[Problem to solve] Write the next part of the bighorn sheep passage, picking up right after its last sentence and keeping its style.

Driving back down Hondo Canyon from the Taos Ski Valley in New Mexico after an exhilarating snowy mountain hike one Saturday in April, we encountered a Rocky Mountain bighorn sheep, standing in the middle of the road, nibbling something off the roadway. We slowed to a stop and while waiting, enjoyed the opportunity to see the sheep up close and snap a few pictures. When a van came around the corner, he lept gracefully up onto the hillside, looking down to see what we would do.
Seeing this majestic animal in the road and on the hillside prompted me to do some research to learn more about bighorn sheep. Native to the United States, they numbered nearly two million at the beginning of the 19th century but less than 70,000 remain today. Hunting in the late 1800s, as well as competition from grazing livestock and diseases introduced to the area took a heavy toll on the bighorn population.
Male bighorn sheep, or “rams” as they are known, are easily identified by their large spiral horns which continue to grow throughout their lives. As an adult ram, the horns may measure over 30 inches in length and 15 inches in circumference at the base. Rams generally weigh 160-250 pounds. Female bighorn sheep, or “ewes”, generally weigh 115-200 pounds. They have horns that are more slender and straighter than the males’ that also grow throughout their lives. The ewes’ horns reach a maximum length of 8-10 inches however. Sheep that are less than a year of age are called “lambs. Rams typically live 9-12 years while ewes have a life expectancy longer than the males of 10-14 years.

[Supplied material]
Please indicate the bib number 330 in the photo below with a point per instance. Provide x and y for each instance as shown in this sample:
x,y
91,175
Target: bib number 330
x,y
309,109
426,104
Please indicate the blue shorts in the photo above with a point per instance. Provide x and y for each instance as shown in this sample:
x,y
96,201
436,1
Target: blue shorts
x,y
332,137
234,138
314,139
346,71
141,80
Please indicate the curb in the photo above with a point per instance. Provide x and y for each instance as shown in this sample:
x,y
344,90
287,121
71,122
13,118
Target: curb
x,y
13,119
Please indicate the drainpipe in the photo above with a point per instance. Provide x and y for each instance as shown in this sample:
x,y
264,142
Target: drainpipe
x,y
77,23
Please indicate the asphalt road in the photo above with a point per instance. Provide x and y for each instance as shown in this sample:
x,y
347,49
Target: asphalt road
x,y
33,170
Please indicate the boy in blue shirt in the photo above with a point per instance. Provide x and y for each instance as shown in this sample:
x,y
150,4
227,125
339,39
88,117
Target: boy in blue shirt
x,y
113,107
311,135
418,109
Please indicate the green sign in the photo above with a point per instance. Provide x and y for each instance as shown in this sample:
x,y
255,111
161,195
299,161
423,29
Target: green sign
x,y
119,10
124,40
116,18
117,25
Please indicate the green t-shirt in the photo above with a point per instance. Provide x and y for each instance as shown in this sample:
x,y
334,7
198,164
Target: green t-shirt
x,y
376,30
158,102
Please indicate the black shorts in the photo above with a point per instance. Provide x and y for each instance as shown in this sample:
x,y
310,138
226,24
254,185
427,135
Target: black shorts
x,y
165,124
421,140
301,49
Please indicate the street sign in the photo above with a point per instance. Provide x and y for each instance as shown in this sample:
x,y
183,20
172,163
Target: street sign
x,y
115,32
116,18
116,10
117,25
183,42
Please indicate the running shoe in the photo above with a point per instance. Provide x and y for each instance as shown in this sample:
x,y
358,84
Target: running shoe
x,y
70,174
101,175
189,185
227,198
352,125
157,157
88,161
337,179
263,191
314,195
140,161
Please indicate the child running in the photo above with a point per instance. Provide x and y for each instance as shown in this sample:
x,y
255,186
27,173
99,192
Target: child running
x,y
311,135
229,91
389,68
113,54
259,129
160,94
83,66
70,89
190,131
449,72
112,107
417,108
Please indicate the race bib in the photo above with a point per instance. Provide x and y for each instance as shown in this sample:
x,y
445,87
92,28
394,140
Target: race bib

[Result below]
Although their diet varies according to location, bighorn sheep primarily eat grasses and shrubs. Their natural predators include mountain lions, coyotes, bobcats and golden eagles. However, the eagles generally prey only upon the lambs.
In each band of rams there is a pecking order and the higher-ranking rams do most, but not all of the breeding. Bighorn sheep have a six-month gestation period and eyes generally give birth to only one lamb per year, with most births occurring between April and June. Just before giving birth, the ewes isolate themselves in the steep and rocky terrain for safety and protection. Lambs typically follow their mothers for the first year of live to learn their home range and expected behaviors. New Mexico boasts herds of bighorn sheep in eight separate locations.